> **GIVEN ENTRIES**:
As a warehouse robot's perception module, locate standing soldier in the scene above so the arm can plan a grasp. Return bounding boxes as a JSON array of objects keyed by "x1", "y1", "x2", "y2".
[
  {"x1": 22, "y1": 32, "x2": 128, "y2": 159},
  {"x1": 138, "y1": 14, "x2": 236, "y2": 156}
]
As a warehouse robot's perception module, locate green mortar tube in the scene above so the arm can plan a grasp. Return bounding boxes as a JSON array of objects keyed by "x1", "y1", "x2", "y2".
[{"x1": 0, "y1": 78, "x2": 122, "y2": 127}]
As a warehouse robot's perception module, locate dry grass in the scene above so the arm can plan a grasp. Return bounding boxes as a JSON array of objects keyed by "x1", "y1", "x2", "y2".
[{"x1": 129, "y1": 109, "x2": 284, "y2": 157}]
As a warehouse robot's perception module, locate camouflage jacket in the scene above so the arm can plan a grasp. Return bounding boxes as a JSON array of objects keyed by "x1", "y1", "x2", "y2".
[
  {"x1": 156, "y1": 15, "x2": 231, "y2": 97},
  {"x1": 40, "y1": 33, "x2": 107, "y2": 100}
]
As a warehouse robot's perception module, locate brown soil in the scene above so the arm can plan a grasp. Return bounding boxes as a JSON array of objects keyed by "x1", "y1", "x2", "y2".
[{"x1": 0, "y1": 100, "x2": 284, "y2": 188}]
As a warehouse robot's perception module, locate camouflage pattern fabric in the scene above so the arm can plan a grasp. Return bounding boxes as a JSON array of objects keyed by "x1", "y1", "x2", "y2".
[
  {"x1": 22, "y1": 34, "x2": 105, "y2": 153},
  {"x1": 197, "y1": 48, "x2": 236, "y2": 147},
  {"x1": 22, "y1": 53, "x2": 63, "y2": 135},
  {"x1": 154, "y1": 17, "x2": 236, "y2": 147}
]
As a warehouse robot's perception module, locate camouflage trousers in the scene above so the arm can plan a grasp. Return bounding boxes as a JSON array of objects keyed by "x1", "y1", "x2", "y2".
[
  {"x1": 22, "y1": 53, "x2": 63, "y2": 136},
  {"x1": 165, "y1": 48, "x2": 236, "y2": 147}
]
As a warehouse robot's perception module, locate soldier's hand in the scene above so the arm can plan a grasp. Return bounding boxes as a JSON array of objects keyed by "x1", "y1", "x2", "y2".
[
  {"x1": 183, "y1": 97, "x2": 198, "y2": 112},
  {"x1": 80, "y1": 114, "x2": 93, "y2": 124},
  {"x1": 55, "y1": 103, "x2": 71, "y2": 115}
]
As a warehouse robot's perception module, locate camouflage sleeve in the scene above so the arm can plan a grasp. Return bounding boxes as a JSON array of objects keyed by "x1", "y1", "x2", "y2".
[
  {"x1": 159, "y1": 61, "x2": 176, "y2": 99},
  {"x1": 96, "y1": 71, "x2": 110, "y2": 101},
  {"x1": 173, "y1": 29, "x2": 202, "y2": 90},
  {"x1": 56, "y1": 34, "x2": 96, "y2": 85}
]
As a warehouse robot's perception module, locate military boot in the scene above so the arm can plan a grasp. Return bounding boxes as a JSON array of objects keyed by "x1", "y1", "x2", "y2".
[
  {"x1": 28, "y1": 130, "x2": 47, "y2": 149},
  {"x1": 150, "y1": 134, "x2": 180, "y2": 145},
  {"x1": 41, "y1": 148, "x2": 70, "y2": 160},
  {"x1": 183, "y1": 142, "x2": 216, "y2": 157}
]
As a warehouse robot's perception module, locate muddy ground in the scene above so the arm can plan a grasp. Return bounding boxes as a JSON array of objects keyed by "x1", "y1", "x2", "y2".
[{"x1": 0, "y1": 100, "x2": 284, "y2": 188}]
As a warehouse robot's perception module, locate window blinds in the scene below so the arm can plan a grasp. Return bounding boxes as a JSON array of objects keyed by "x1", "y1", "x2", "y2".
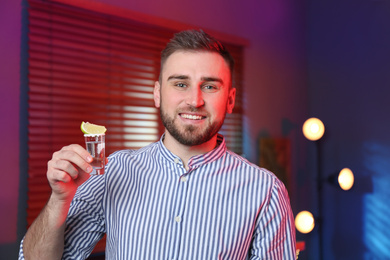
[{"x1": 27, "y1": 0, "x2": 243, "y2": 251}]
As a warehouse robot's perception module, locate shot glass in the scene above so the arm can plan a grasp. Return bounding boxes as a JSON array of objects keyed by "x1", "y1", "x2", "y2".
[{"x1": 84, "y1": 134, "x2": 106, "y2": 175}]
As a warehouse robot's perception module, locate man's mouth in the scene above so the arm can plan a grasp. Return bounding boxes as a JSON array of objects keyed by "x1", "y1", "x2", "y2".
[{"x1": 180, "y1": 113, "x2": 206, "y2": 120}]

* * *

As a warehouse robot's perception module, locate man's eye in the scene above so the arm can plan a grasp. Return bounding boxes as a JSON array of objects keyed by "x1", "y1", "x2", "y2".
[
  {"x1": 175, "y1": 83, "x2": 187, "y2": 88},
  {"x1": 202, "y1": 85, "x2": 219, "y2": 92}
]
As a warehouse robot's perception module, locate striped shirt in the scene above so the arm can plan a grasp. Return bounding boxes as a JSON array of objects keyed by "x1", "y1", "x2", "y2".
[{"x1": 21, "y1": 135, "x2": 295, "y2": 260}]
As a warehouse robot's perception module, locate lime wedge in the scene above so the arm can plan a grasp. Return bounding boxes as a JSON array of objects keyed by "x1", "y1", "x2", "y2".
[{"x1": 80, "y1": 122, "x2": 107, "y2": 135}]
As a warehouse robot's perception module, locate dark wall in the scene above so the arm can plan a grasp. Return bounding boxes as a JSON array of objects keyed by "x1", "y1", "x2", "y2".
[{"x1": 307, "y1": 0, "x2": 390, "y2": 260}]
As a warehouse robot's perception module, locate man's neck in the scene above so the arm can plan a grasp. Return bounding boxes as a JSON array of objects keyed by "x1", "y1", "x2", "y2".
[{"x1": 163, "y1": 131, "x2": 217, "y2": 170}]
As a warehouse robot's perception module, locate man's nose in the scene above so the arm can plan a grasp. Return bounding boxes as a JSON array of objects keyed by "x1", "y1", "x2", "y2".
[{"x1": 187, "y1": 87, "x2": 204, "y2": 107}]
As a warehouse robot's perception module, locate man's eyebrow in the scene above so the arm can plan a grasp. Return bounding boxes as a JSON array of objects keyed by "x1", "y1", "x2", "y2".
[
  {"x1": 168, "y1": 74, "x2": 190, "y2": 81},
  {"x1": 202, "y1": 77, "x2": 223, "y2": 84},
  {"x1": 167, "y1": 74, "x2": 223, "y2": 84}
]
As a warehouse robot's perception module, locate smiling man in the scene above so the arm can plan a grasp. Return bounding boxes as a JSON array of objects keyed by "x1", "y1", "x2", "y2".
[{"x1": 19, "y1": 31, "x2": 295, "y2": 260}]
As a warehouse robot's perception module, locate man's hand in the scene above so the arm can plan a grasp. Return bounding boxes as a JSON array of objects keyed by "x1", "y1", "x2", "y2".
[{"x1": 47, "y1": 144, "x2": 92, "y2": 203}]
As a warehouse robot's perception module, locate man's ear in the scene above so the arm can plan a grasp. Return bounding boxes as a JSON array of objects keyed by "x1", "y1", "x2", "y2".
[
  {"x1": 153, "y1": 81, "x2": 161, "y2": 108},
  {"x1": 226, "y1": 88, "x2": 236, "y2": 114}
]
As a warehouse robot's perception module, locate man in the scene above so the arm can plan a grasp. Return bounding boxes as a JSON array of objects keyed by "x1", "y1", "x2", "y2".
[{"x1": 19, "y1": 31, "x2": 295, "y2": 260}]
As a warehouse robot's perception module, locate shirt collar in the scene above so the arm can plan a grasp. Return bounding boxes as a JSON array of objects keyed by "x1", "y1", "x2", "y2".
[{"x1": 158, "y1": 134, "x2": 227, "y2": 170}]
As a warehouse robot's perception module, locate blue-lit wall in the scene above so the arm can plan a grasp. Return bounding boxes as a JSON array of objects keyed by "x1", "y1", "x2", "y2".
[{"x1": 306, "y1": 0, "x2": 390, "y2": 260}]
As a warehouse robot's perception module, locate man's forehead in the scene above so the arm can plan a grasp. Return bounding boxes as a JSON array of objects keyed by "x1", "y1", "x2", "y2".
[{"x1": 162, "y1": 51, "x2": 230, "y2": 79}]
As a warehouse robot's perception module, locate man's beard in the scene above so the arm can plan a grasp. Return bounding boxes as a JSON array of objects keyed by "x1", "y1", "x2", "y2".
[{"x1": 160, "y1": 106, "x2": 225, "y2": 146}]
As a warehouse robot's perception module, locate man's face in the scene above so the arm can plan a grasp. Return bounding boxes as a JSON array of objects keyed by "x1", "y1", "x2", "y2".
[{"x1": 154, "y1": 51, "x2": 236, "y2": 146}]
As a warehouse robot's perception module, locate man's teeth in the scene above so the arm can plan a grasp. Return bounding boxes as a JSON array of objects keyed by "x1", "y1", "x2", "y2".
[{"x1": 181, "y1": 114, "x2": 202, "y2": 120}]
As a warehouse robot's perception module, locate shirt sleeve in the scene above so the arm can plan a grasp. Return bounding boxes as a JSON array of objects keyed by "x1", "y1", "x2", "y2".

==

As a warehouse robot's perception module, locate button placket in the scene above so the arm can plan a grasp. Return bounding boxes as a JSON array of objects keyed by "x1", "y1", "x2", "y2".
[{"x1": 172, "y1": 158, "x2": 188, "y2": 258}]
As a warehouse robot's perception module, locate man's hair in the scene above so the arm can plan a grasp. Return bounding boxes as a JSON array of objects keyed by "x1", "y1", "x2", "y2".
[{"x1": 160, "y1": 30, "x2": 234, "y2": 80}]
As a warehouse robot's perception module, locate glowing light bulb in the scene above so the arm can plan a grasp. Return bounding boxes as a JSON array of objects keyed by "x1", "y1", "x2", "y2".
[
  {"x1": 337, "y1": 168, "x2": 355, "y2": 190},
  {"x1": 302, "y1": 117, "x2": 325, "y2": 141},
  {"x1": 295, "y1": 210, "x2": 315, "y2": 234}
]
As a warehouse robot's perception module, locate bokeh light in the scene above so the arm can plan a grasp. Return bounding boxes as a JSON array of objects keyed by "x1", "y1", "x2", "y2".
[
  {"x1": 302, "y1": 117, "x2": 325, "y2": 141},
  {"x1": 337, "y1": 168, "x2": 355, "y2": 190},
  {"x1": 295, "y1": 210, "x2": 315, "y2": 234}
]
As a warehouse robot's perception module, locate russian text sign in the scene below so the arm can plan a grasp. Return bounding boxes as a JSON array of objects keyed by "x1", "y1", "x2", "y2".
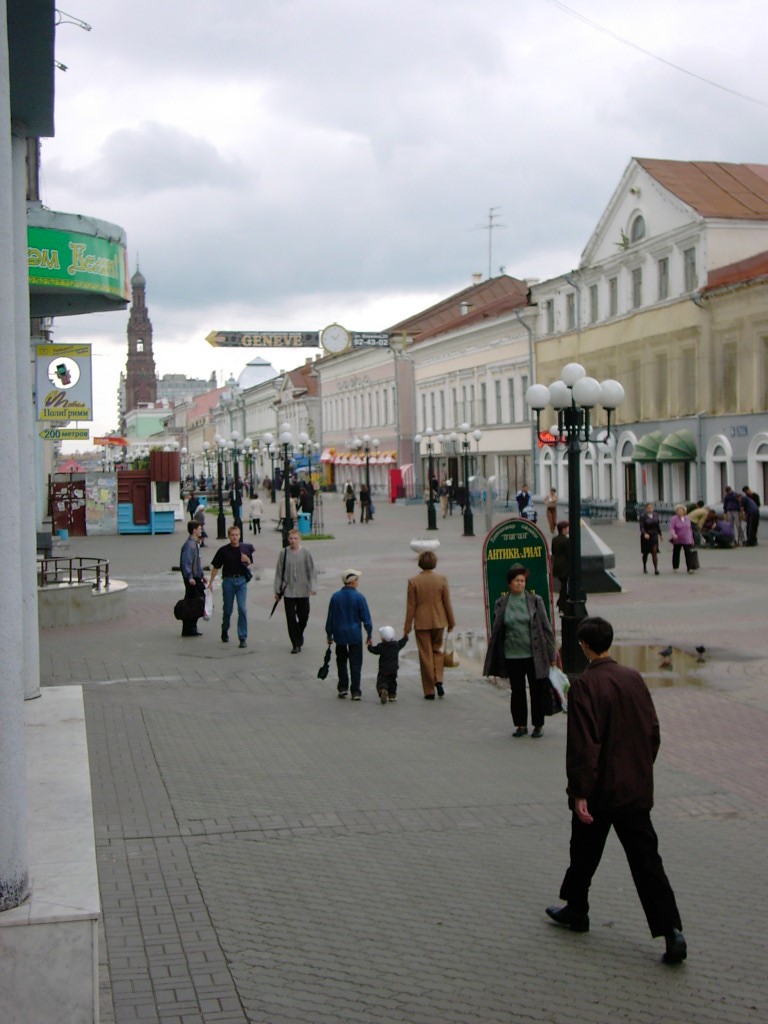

> **WRITTEN EXERCISE**:
Please gather every line in the entries above that contains the word "hand" and copy each one in full.

> **CORRECT RESULT**:
As a warehouse robot's perception module, locate soldier's hand in the scene above so the arm can plan a grasp. Return bounding boxes as a JSON array of objects keyed by "x1", "y1", "x2", "y2".
As a warehouse robot's perception module, locate man's hand in the scene above so the arm can plan a grasp. Return bounding boxes as a JSON array of objects keyed by "x1", "y1", "x2", "y2".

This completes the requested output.